> [PROBLEM]: Can you recast all of the records below as a Markdown table with two columns, "Row" for the row number and "Record line" for the line itself, leaving out any blank lines?
---
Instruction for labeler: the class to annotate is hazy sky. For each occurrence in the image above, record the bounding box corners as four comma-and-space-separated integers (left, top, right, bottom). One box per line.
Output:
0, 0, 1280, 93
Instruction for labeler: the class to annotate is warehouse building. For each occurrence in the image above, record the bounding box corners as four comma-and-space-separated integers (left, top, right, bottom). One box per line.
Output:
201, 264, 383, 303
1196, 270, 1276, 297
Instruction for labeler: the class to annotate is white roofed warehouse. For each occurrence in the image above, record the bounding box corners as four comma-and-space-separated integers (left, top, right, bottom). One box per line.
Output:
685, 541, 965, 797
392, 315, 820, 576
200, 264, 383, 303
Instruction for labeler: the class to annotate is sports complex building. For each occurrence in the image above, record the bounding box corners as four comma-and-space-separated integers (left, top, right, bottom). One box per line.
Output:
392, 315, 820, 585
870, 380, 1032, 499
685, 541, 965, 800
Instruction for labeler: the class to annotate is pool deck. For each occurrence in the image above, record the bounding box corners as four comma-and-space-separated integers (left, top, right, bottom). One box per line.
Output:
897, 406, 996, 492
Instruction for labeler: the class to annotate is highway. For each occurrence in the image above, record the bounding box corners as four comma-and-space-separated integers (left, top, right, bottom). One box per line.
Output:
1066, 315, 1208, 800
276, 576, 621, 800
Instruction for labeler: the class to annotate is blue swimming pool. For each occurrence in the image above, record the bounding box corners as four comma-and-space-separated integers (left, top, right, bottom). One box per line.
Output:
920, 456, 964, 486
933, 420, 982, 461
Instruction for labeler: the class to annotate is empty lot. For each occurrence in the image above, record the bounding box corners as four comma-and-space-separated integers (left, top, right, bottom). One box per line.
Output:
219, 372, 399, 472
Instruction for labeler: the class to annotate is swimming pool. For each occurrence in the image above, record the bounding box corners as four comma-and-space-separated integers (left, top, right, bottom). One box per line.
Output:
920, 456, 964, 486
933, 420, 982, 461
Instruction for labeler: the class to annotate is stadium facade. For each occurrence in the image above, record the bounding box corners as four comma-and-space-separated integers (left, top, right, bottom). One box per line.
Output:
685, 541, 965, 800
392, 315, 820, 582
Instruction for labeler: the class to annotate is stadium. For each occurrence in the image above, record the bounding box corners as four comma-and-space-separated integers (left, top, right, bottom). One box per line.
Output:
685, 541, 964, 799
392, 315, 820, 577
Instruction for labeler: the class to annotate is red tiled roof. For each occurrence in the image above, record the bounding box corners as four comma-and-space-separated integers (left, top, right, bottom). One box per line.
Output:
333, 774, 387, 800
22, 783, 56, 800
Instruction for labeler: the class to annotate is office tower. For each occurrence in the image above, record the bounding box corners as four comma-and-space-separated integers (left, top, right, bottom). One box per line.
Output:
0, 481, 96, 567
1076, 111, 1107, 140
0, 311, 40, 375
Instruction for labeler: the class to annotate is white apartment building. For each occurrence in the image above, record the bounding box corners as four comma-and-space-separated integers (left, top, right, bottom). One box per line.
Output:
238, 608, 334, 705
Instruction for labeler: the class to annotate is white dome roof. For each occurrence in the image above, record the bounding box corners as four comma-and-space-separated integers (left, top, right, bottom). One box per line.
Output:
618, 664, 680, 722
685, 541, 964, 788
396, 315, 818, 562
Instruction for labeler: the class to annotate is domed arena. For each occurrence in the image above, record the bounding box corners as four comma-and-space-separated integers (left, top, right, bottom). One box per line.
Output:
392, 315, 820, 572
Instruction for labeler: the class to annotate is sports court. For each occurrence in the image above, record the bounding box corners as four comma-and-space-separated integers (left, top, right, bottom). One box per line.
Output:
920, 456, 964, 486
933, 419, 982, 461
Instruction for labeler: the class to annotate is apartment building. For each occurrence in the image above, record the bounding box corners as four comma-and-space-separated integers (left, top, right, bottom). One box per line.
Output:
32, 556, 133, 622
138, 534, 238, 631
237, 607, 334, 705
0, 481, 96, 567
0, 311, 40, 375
---
> [TASK RESPONSE]:
| Row | Record line |
|---|---|
| 1 | Instruction for labeler: the class to annotate is hazy sky. For each occurrence in the image above, record the bounding box corners as four comma-and-space-separated integers (left, top, right, bottom). One box per line. |
| 2 | Output: |
| 3 | 0, 0, 1280, 93 |
| 4 | Instruction for labeler: the class to annotate is warehouse building. For each occurrence in the image above, record the bounding box corners as four comma-and-space-separated integers (left, top, right, bottom). One box per line. |
| 5 | Output: |
| 6 | 201, 264, 383, 303 |
| 7 | 1196, 270, 1276, 297 |
| 8 | Instruction for labeler: the class to annotate is white roofed warehouse. For each occurrence in the image above, record the bounding box corners as four comma-and-space-separated integers (left, top, right, bottom). One box per line. |
| 9 | Output: |
| 10 | 685, 541, 965, 797 |
| 11 | 392, 315, 820, 576 |
| 12 | 200, 264, 383, 303 |
| 13 | Instruction for labeler: the class to annotate is sports complex building. For each occurrence in the image above, record the bounding box corners as four comma-and-space-separated integers (left, top, right, bottom). One box per line. |
| 14 | Output: |
| 15 | 392, 315, 820, 585 |
| 16 | 870, 380, 1032, 499 |
| 17 | 685, 541, 965, 800 |
| 18 | Instruction for labeler: the class to annotate is pool deck. For each occurrence in the image above, record the bounding box corners as four comma-and-space-separated integers (left, top, right, bottom). One box per line. |
| 19 | Output: |
| 20 | 897, 406, 996, 492 |
| 21 | Instruction for labeler: the class to annotate is highway. For each occurrence in the image above, record the bounding box corners as four comma-and-space-separated integers (left, top, right, bottom). One box per line. |
| 22 | Output: |
| 23 | 1066, 315, 1208, 800 |
| 24 | 276, 576, 621, 800 |
| 25 | Instruction for labeler: the class to annotate is blue swimming pool. For each occurrence in the image above, record the bounding box corners as four comma-and-space-separated integers (left, top, right, bottom). One box per line. |
| 26 | Output: |
| 27 | 920, 456, 964, 486 |
| 28 | 933, 420, 982, 461 |
| 29 | Instruction for labeler: the class to annotate is empty lot. For each occurrence in the image above, record the bounding box corners as four comma-and-space-separated integers (left, top, right, bottom). One box per line. |
| 30 | Output: |
| 31 | 219, 372, 399, 472 |
| 32 | Instruction for labeler: the class to annotate is swimming pool. For each occurrence in the image above, record the bounding box corners as four comma-and-space-separated integers (left, top, right, bottom). One box per line. |
| 33 | Output: |
| 34 | 920, 456, 964, 486 |
| 35 | 933, 420, 982, 461 |
| 36 | Instruction for labeler: the class to annotate is stadium facade. For each occurrence in the image above, record the bounding box corners as four comma-and-space-separated integers (left, top, right, bottom). One box per line. |
| 37 | Output: |
| 38 | 685, 541, 965, 800 |
| 39 | 392, 315, 820, 582 |
| 40 | Instruction for labeler: the class to annotate is stadium. For each occurrence in the image above, record the bounding box corners as four comma-and-space-separated integers (left, top, right, bottom). One box per line. |
| 41 | Output: |
| 42 | 685, 541, 964, 799 |
| 43 | 392, 315, 820, 577 |
| 44 | Instruction for labeler: the class to annotate is red tiled roof. For each occurrence in the image above, record the bounding box corners as four comma-and-space-separated integers (left, top, right, bottom). One box per line. |
| 45 | Output: |
| 46 | 333, 774, 387, 800 |
| 47 | 22, 783, 56, 800 |
| 48 | Instruction for labeler: the class to annotate is office tower. For each occurrence in the image above, record the bounding box corners as four comma-and-space-separated integers (left, top, right, bottom). One box per line. |
| 49 | Output: |
| 50 | 0, 481, 96, 567 |
| 51 | 1076, 111, 1107, 140 |
| 52 | 0, 311, 40, 375 |
| 53 | Instruction for labeler: the class to annotate is white apartment building. For each occurrence in the image above, record the bounding box corners as four comma-and-space-separated integers (left, top, right, bottom). One box per line. |
| 54 | Output: |
| 55 | 238, 608, 334, 705 |
| 56 | Instruction for labeler: the class to annotate is white dome roof. For each occurrence in the image above, record the bounding box corners as four comma-and-space-separated integers (left, top, right, bottom). One box per line. |
| 57 | Output: |
| 58 | 618, 664, 680, 722 |
| 59 | 685, 541, 964, 788 |
| 60 | 396, 315, 818, 562 |
| 61 | Instruction for labeler: the class to annotate is domed arena. For each occurrence in the image above, record the bounding box corners as four comma-and-space-separated integers (left, top, right, bottom). One box per line. |
| 62 | Output: |
| 63 | 392, 315, 820, 572 |
| 64 | Instruction for labeler: the class to annotate is sports court. For each occurrence in the image above, record the bounding box corners as four comma-and-space-separated integers (left, top, right, bottom). One box per line. |
| 65 | Output: |
| 66 | 920, 456, 964, 486 |
| 67 | 933, 419, 982, 461 |
| 68 | Instruction for labeler: the class to annotate is apartment building. For each occurrence in the image above, record the bounding box corners as four comma-and-space-separated integers (left, top, right, bottom). One box per line. |
| 69 | Output: |
| 70 | 32, 556, 133, 622 |
| 71 | 138, 534, 238, 631 |
| 72 | 237, 607, 334, 705 |
| 73 | 0, 481, 96, 567 |
| 74 | 0, 311, 40, 375 |